_What you will do_
• A. Set down, word for word, the part of the Belfast Exposed project summary below that begins at the words "Founded in 1983" and stops after the words "any sustained research.".
• B. List every line of the listing below that contains the string "fence".

_Selected text_
Photography, Community and Memory in the Belfast Exposed Collection

Lead Research Organisation: Birmingham City University
Department Name: BIAD Visual Communication

Abstract

Founded in 1983 as a community based photography project, Belfast Exposed has a near thirty year history of working with photographers to produce and exhibit socially engaged photography, and is the city's only dedicated gallery of contemporary photography. The archival collection that has grown over this period now contains in the region of half a million photographs, covering a range of subject matter, from parades and civil disturbances to the everyday life of Belfast communities. It is this collection that provides the central focus of the project. Although in recent years BX has commissioned a small number of artistic engagements with the collection, and a relatively small number of the images have been digitised and made available online, the collection has yet to be the subject of any sustained research.

The project therefore aims to do a number of things. First, to understand how the collection has developed in a changing social, cultural and political context; the history of the collection is known but not well documented. Second, to explore the contemporary cultural value of the collection for communities and audiences in Belfast and beyond. Third, to situate the work in the context of changing understandings and uses of photography, specifically in its relation to community memory and history. Fourth, to inform the organisation's strategies for the presentation and display of images from the historical collection for contemporary audiences. The project will open up a reflective space around the collection in which to explore and debate a range of issues concerning the meaning of the photographic record, its relationship to post-conflict Belfast, the responsibility of the organisation as a guardian of this visual history and its agency as producer of visions of the city.

The project will draw on theoretical literature on photography, memory and history, and academic studies of visual documentation and display in post-conflict settings elsewhere in the world, in order to contextualise the particular case of this collection and inform its interpretation. The collaboration between the academic and non-academic partners has a number of benefits. For the academic partner, the project provides an opportunity to extend a programme of research on photography. The student will have unique access to the collection and the organisation, around which they will shape a doctoral project. They will be able to bring theory and ideas derived from academic study, as they relate to photographic practice and display, into a close relationship with the challenges of practice. For the non-academic partner, the project provides the opportunity to have someone work with them on the collection; to contextualise the material through reference to comparative work elsewhere, and bring forward new ideas around its cultural significance and how this might be realised for contemporary audiences. It is anticipated that there will be a long term impact on the organisation's strategy for the collection, in addition to academic outputs.

Planned Impact

The project is deliberately structured to provide benefits for the non-academic partner, in addition to the conventional academic outputs expected of a doctoral studentship. We also believe the project has potential for impact beyond a single organisation.

Direct benefits for the non-academic partner will include:

The presence of a research student dedicated to working with the organisation's photographic archive collection. The organisation is conscious of the cultural significance of the collection, but lacks the time and resources to carry out research. The studentship fills this gap and will therefore enable the organisation to see this key resource contextualised and better exploited than otherwise possible.

Enhanced capacity to explore the many and complex issues involved in the selection, interpretation and display of photographs from the collection and the engagement with contemporary audiences. The ability of the student to undertake comparative and theoretical study, drawing on national and international examples and bringing this back to staff at the organisation, will inform the theory and practice of display.

Enhanced capacity to collect and consider responses from the different users of the collection and audiences of exhibition displays. One of the aims of the project is to develop an understanding of the cultural significance of the collection for contemporary Belfast audiences and communities, providing both practical and academic benefits.

_Materials provided_

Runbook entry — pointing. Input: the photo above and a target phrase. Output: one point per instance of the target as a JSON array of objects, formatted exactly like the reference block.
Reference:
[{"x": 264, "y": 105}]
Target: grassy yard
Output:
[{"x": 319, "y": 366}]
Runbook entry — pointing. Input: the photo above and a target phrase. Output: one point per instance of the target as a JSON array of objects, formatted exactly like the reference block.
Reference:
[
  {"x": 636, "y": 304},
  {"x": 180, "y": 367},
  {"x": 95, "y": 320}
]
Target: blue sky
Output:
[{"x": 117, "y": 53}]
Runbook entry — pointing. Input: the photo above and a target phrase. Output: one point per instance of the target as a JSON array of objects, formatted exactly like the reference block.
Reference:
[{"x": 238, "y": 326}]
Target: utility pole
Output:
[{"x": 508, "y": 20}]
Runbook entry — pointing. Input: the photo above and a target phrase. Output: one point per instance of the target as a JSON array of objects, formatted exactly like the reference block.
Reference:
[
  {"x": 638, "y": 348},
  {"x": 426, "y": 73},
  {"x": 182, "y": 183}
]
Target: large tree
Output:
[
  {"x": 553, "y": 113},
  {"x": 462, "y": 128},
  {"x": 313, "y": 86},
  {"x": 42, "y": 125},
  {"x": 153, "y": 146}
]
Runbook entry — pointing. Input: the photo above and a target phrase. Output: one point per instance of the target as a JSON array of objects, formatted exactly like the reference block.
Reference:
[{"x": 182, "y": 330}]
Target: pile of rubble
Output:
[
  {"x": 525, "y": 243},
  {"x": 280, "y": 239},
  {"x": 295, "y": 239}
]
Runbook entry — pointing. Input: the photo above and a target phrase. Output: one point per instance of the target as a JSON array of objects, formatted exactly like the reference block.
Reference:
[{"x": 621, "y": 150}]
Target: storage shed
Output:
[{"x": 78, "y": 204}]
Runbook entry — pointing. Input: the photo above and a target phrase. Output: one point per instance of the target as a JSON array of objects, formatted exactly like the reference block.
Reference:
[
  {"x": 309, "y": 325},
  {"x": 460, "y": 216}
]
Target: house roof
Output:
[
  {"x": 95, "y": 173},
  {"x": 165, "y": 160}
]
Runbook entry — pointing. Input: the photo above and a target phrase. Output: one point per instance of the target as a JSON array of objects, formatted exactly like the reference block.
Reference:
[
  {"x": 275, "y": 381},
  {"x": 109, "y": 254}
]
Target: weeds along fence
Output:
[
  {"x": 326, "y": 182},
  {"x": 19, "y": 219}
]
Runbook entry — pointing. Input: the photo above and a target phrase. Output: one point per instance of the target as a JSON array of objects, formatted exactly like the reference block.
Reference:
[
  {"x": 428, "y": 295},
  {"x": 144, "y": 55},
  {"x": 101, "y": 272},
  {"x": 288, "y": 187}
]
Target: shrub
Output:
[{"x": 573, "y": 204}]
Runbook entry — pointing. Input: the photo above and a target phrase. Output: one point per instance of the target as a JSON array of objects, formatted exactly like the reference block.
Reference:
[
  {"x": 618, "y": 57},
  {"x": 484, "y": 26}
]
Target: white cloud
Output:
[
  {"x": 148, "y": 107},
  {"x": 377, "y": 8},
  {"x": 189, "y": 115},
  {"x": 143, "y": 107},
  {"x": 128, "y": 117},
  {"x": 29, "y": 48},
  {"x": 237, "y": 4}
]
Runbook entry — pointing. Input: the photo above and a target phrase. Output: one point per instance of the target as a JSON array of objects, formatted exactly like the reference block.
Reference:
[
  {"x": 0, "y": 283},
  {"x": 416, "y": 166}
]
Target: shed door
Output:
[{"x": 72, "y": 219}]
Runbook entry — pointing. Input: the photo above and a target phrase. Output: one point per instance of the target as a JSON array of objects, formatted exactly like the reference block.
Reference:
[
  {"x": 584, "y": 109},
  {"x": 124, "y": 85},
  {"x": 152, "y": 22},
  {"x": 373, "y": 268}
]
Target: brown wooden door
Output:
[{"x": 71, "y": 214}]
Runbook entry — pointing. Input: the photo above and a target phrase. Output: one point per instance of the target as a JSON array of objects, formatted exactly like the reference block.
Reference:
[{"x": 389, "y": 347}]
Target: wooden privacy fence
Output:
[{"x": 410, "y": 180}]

_Response list_
• A.
Founded in 1983 as a community based photography project, Belfast Exposed has a near thirty year history of working with photographers to produce and exhibit socially engaged photography, and is the city's only dedicated gallery of contemporary photography. The archival collection that has grown over this period now contains in the region of half a million photographs, covering a range of subject matter, from parades and civil disturbances to the everyday life of Belfast communities. It is this collection that provides the central focus of the project. Although in recent years BX has commissioned a small number of artistic engagements with the collection, and a relatively small number of the images have been digitised and made available online, the collection has yet to be the subject of any sustained research.

• B.
Target: weeds along fence
Target: wooden privacy fence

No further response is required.